Position annotation entries:
* * * *

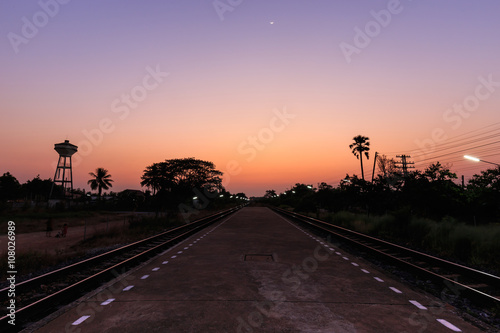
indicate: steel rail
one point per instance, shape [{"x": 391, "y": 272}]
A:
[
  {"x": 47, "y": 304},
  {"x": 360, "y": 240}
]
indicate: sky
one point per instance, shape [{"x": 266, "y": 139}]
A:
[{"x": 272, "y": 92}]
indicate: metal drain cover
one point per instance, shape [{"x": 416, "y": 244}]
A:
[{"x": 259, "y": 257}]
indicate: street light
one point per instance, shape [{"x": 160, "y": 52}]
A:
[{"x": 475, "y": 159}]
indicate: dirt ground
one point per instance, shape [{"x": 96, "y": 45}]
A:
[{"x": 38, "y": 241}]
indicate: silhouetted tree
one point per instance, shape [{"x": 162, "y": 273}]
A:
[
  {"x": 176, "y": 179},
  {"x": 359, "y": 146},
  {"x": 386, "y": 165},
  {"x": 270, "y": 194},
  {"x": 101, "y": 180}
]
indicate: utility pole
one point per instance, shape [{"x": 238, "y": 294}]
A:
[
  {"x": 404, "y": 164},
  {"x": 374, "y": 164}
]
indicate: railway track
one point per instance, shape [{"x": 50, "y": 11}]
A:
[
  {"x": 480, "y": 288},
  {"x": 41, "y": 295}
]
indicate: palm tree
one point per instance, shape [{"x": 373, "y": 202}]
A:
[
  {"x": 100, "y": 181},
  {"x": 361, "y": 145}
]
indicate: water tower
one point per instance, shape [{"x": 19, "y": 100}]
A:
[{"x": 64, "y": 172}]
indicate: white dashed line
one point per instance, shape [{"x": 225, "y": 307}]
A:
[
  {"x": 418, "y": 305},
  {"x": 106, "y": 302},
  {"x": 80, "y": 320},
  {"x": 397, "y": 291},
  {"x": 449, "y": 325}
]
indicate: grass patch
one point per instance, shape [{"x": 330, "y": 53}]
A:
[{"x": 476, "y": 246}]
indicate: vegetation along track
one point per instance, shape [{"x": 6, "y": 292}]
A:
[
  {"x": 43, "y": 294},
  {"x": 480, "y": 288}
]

* * * *

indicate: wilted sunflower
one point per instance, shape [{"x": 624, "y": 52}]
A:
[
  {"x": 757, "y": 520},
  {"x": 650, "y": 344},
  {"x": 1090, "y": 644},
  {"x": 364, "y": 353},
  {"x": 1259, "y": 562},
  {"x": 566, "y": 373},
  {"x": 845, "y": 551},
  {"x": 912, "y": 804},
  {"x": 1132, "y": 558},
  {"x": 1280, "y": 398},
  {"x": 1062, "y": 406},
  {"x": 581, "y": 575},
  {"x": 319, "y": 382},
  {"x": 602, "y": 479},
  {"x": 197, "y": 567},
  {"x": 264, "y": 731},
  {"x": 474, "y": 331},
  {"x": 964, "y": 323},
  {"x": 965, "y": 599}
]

* * * *

Directions for this task: Pull out every line of the entries above that contains the string "track", matching case exactly.

Finished answer:
indicate: railway track
indicate: vegetation along track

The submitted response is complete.